● Erfasste Daten
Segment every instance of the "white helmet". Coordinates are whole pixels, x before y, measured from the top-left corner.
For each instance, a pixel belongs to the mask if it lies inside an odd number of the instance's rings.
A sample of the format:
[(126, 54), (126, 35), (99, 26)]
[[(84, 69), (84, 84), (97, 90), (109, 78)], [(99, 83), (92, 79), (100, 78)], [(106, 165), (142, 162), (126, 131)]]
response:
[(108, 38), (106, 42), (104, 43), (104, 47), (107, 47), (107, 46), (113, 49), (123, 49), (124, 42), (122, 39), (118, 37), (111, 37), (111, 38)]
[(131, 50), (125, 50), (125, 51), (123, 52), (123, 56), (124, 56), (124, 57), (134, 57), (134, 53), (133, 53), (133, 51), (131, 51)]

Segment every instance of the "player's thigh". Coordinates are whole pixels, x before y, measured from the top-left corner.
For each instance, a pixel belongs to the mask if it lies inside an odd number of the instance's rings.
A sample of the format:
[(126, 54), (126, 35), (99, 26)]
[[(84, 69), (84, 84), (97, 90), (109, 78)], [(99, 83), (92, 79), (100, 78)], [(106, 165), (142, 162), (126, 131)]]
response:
---
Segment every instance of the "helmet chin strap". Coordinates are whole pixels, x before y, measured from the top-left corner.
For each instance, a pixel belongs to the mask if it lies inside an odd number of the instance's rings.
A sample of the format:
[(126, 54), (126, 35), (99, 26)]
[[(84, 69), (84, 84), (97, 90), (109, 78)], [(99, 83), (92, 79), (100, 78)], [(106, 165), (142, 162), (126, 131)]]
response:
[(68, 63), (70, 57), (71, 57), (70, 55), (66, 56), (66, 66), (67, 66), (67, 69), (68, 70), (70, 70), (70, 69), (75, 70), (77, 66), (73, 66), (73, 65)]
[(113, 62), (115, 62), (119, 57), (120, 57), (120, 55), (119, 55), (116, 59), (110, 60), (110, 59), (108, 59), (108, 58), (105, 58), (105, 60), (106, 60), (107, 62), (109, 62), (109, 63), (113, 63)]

● Arbeitsauftrag
Sammle aus dem Material oben jede Zeile, in der das Wort „measured“ vorkommt. Achte dabei auf Groß- und Kleinschreibung.

● Ergebnis
Segment every instance of the "white helmet". Coordinates are whole pixels, x before y, measured from the top-left corner.
Segment every instance of the "player's thigh". Coordinates are whole pixels, x before y, measured from the top-left corner.
Segment every instance of the "helmet chin strap". Coordinates are whole pixels, x before y, measured from the top-left corner.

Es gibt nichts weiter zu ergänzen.